Selected text:

Returning to the Classroom
When educators and students returned fully to the classroom in 2022, more training was available to implement in person, and they continued coaching and modeling by trainers. Leaders tracked implementation and assessment completion with a shared internal spreadsheet, very pleased with the results they saw. In 2023, to date, they’ve focused the bulk of their work on training and materials for special education teachers, on making sure trained teachers have everything they need, and on progress monitoring within the program.
Looking Toward a Bright Future
Some of the district’s schools put the whole school through intervention at the same time, so in 2023 the district also gave all students new placement tests for SPIRE and added more levels to teacher’s kits so they could be equipped with all the levels they could potentially need for their students. “Testing was actually quite eye-opening for us, in terms of what the students needed,” Peterson said. “We were surprised to find that even students in higher grade levels tested significantly lower than their current grade level. That round of tests gave us a lot of important data. Our teachers are now grouping their students according to the SPIRE level indicated by this round of placement tests. In the middle of the year, they’ll do the placement tests again and regroup students as needed. Students are growing so fast, they can often move to a new level to get the instruction they need.”
They’re excited about the future, Peterson adds. “Our plan for the future is to help schools across our district maintain the incredible growth we’ve witnessed, and to continue providing support throughout the ongoing implementation while working toward sustainability. We’re hoping for even higher implementation rates next year, as well. We’re currently in meetings with district leadership to share the amazing results we’ve seen with SPIRE. We’re so glad it’s not a guessing game anymore. I can’t say enough about how glad we are that we chose SPIRE for our students.”
Going Above and Beyond
At EPS School Specialty, we love the Las Cruces Public Schools motto and agree with it so whole-heartedly we could almost make it our own: “Going Above and Beyond for Every Student, Every Day.” We were deeply gratified to learn about the progress and growth the LCPS students have shown throughout these early stages of the district’s successful SPIRE implementation and we’re so grateful to Esther Peterson and her team for sharing their experience with us and with you! We’re looking forward to hearing more about this district’s progress in the future. We hope their success inspires others to take similar steps to support student literacy and early childhood education.

Your assignment:
In the text about the Las Cruces Public Schools SPIRE rollout, when will teachers give the placement tests again?

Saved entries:
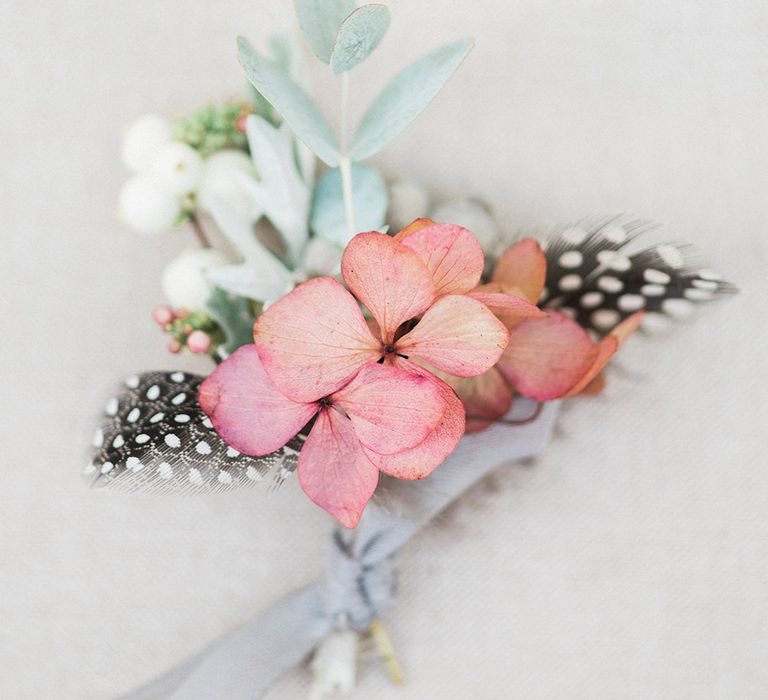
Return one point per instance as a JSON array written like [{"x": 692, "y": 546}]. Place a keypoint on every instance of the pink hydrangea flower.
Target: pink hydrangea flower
[
  {"x": 382, "y": 411},
  {"x": 547, "y": 357},
  {"x": 315, "y": 355}
]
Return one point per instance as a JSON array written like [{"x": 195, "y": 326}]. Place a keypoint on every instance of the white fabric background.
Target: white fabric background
[{"x": 628, "y": 562}]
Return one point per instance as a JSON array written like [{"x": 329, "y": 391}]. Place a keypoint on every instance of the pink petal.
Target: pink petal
[
  {"x": 453, "y": 255},
  {"x": 246, "y": 408},
  {"x": 524, "y": 265},
  {"x": 458, "y": 335},
  {"x": 509, "y": 309},
  {"x": 547, "y": 356},
  {"x": 333, "y": 470},
  {"x": 389, "y": 278},
  {"x": 314, "y": 340},
  {"x": 390, "y": 409},
  {"x": 486, "y": 398},
  {"x": 420, "y": 461},
  {"x": 413, "y": 227},
  {"x": 606, "y": 349}
]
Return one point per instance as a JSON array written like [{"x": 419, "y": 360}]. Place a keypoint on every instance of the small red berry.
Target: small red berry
[
  {"x": 163, "y": 315},
  {"x": 199, "y": 342}
]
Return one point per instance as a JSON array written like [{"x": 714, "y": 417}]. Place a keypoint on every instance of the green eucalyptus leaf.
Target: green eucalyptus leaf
[
  {"x": 234, "y": 316},
  {"x": 320, "y": 21},
  {"x": 369, "y": 195},
  {"x": 406, "y": 96},
  {"x": 288, "y": 98},
  {"x": 358, "y": 36}
]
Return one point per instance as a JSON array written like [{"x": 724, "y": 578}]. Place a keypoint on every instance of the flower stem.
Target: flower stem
[
  {"x": 345, "y": 165},
  {"x": 197, "y": 227},
  {"x": 387, "y": 651}
]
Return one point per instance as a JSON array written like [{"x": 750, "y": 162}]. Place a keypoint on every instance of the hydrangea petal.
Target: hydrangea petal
[
  {"x": 246, "y": 408},
  {"x": 388, "y": 278},
  {"x": 547, "y": 356},
  {"x": 390, "y": 409},
  {"x": 606, "y": 349},
  {"x": 333, "y": 469},
  {"x": 314, "y": 340},
  {"x": 523, "y": 265},
  {"x": 452, "y": 254},
  {"x": 420, "y": 461},
  {"x": 458, "y": 335},
  {"x": 413, "y": 227},
  {"x": 486, "y": 398},
  {"x": 508, "y": 308}
]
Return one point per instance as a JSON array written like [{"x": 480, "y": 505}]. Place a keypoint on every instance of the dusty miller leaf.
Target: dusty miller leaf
[
  {"x": 234, "y": 316},
  {"x": 281, "y": 193}
]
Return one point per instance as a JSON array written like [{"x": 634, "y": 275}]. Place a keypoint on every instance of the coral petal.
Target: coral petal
[
  {"x": 509, "y": 309},
  {"x": 523, "y": 265},
  {"x": 486, "y": 398},
  {"x": 391, "y": 409},
  {"x": 453, "y": 255},
  {"x": 246, "y": 408},
  {"x": 333, "y": 470},
  {"x": 420, "y": 461},
  {"x": 547, "y": 356},
  {"x": 389, "y": 278},
  {"x": 314, "y": 340},
  {"x": 606, "y": 349},
  {"x": 458, "y": 335},
  {"x": 413, "y": 227}
]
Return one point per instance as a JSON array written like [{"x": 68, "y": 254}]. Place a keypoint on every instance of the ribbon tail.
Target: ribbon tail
[{"x": 245, "y": 663}]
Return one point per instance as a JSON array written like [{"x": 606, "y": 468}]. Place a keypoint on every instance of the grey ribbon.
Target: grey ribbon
[{"x": 245, "y": 663}]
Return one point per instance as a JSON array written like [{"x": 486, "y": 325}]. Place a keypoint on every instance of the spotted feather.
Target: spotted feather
[
  {"x": 593, "y": 276},
  {"x": 154, "y": 437}
]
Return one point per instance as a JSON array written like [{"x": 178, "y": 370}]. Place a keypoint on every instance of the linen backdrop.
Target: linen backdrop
[{"x": 629, "y": 561}]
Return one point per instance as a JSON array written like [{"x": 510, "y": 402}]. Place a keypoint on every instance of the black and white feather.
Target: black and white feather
[
  {"x": 597, "y": 275},
  {"x": 154, "y": 437}
]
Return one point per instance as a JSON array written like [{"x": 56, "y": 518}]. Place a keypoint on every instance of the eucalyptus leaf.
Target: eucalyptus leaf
[
  {"x": 234, "y": 316},
  {"x": 358, "y": 36},
  {"x": 288, "y": 98},
  {"x": 405, "y": 97},
  {"x": 320, "y": 21},
  {"x": 369, "y": 195}
]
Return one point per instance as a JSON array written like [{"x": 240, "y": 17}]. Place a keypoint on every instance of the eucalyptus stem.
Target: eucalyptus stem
[{"x": 345, "y": 165}]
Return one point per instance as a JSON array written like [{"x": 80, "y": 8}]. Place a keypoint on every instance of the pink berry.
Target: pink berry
[
  {"x": 163, "y": 315},
  {"x": 199, "y": 342}
]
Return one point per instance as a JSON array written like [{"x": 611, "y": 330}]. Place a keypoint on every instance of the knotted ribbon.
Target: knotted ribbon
[{"x": 359, "y": 586}]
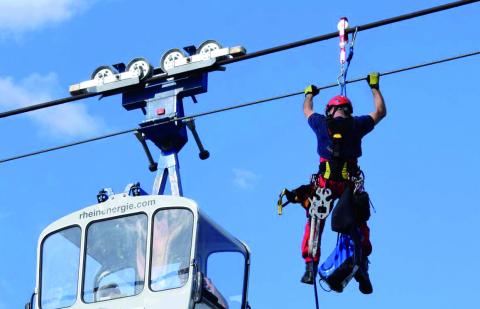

Answer to this problem:
In the middle of the year.